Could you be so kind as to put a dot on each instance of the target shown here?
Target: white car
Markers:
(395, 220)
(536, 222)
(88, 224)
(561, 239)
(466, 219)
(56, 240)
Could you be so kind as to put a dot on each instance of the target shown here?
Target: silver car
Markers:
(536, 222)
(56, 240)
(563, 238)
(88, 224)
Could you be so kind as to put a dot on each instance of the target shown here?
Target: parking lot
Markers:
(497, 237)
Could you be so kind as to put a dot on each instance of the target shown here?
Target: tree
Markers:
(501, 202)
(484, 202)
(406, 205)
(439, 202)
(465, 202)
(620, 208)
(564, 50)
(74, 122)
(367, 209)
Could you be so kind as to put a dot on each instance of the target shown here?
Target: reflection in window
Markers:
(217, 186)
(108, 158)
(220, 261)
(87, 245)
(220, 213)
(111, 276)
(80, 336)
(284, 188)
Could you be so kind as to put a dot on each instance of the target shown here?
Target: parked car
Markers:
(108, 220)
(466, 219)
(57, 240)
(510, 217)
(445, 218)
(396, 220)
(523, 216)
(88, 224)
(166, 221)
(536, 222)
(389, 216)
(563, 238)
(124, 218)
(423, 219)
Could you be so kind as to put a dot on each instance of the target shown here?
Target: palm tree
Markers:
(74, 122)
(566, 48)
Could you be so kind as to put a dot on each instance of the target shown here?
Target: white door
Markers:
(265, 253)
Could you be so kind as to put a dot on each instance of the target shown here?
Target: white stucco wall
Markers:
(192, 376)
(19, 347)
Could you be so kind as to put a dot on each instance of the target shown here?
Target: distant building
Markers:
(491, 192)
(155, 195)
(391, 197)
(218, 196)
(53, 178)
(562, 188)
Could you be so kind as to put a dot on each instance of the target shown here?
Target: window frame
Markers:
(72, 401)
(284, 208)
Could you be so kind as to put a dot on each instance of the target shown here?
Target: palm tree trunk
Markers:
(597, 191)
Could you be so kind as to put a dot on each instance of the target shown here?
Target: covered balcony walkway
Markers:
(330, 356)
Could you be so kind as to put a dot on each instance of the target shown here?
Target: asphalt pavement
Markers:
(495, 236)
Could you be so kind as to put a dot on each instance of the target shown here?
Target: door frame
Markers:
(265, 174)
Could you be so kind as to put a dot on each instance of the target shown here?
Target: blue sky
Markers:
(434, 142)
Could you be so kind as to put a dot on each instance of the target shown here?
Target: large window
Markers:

* **DO THIS**
Can you show every line of the data above that contains the word "white"? Count only matches with the same letter case.

* **ANSWER IN FULL**
Target: white car
Target: white door
Target: white stucco wall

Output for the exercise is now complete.